WORK TO BE COMPLETED - From the entries below, pick out and copy every line that contains the string "reflection".

※

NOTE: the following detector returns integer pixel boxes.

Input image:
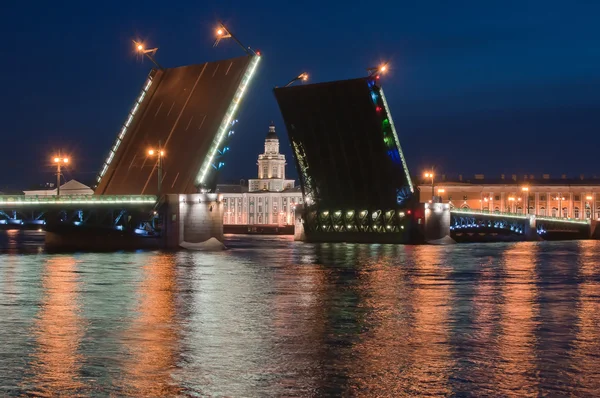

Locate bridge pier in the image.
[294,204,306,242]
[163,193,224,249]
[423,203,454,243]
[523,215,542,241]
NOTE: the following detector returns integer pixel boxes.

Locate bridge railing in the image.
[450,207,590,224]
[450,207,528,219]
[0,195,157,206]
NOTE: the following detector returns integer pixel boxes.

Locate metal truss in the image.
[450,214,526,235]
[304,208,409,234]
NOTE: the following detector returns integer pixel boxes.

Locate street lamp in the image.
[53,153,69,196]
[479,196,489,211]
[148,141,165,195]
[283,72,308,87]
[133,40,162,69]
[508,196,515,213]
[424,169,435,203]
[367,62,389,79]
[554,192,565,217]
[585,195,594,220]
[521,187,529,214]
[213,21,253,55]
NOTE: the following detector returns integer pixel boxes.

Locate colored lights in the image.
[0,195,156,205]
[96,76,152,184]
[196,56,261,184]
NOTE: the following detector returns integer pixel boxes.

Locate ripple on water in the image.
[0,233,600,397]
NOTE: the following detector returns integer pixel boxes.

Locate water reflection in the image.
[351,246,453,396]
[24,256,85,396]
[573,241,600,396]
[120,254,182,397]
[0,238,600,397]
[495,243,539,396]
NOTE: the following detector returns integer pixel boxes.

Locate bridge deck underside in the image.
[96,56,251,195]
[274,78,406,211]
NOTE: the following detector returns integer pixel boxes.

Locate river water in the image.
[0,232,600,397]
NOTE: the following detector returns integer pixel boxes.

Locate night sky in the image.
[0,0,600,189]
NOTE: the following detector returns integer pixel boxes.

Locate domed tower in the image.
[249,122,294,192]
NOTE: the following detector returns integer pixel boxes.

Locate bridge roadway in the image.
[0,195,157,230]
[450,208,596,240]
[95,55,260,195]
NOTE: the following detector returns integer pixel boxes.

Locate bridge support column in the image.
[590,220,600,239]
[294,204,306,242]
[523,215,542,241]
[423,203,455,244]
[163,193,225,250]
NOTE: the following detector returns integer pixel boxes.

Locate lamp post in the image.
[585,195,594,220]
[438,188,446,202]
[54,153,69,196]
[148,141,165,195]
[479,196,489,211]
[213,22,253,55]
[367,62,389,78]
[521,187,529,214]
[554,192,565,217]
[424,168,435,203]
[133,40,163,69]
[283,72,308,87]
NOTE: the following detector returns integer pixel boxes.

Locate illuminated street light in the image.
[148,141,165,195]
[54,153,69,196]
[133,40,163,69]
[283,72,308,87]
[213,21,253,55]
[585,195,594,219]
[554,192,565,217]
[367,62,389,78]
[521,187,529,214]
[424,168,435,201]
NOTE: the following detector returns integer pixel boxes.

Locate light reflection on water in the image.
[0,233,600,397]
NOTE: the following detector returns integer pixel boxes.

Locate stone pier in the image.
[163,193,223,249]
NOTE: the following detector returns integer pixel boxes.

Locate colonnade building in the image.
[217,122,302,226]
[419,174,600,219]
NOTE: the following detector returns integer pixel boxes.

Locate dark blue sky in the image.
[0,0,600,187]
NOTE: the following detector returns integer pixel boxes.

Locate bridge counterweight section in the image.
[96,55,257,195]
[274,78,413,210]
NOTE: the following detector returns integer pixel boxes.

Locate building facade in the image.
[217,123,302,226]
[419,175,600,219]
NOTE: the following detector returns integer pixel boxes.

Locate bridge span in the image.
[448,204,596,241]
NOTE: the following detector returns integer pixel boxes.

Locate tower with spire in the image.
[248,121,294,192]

※

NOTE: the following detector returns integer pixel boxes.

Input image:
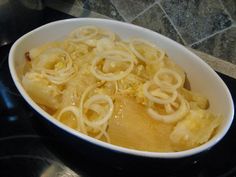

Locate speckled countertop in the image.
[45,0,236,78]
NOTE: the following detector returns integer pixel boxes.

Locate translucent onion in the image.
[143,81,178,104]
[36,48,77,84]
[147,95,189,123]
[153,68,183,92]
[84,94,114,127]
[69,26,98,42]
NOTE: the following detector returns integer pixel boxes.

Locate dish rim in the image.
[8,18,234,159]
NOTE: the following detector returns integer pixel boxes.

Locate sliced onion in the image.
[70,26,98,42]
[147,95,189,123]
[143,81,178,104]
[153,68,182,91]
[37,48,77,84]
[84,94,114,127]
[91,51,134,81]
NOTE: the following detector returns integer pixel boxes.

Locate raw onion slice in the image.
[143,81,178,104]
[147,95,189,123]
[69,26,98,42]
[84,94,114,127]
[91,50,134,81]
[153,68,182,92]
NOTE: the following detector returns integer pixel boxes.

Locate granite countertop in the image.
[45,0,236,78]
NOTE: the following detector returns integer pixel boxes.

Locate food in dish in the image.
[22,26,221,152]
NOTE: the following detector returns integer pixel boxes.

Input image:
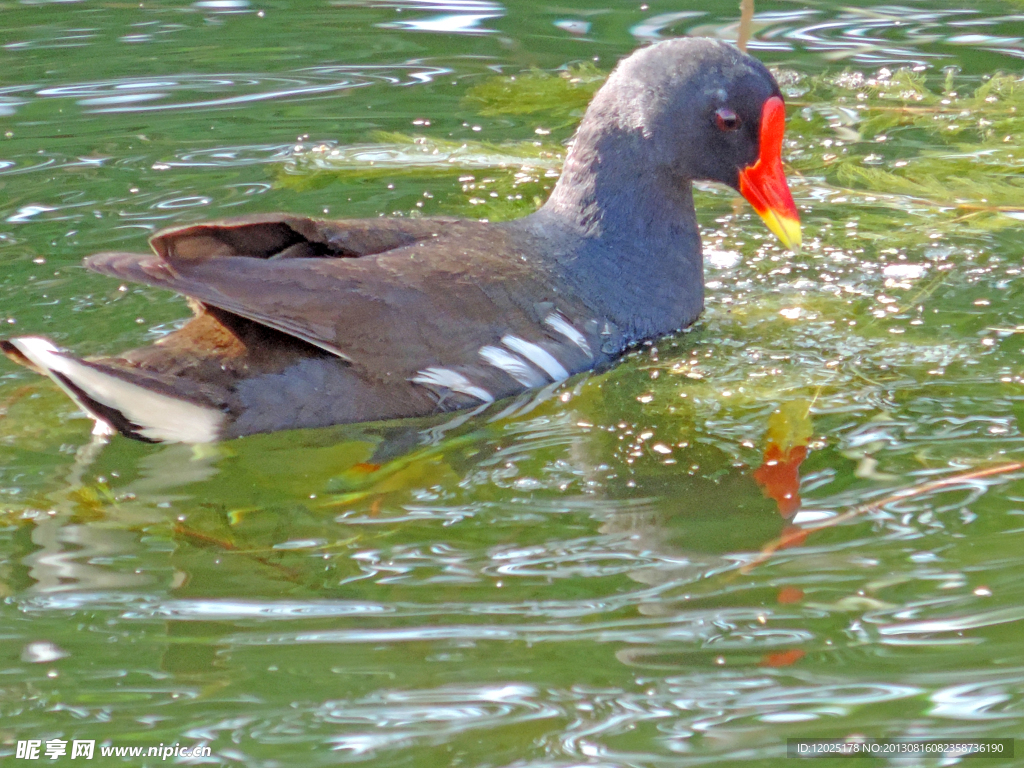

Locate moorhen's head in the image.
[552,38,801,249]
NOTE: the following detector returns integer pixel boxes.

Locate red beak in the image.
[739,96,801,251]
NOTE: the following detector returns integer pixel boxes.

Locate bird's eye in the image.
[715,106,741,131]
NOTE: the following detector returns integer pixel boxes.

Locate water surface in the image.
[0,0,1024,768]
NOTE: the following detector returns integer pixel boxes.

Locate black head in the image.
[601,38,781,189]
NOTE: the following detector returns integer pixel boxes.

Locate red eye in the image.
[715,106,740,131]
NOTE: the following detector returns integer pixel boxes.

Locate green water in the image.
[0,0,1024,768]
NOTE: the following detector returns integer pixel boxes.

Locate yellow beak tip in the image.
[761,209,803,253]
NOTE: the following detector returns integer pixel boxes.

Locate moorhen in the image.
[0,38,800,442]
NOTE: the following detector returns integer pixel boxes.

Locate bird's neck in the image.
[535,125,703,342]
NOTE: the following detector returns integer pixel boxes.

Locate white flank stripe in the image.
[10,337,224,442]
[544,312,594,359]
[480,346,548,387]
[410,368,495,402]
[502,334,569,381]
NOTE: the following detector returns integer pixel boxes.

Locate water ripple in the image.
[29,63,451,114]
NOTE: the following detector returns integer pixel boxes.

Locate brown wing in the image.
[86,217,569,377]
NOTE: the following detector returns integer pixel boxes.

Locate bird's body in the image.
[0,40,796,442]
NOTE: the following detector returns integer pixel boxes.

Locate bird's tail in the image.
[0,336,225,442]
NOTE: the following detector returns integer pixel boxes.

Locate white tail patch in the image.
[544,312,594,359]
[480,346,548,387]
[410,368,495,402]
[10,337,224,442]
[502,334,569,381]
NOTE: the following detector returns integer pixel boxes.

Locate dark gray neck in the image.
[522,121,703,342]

※

RESPONSE FOR THIS EXERCISE -
Locate water reflection in the image.
Locate light reflection on water in the image.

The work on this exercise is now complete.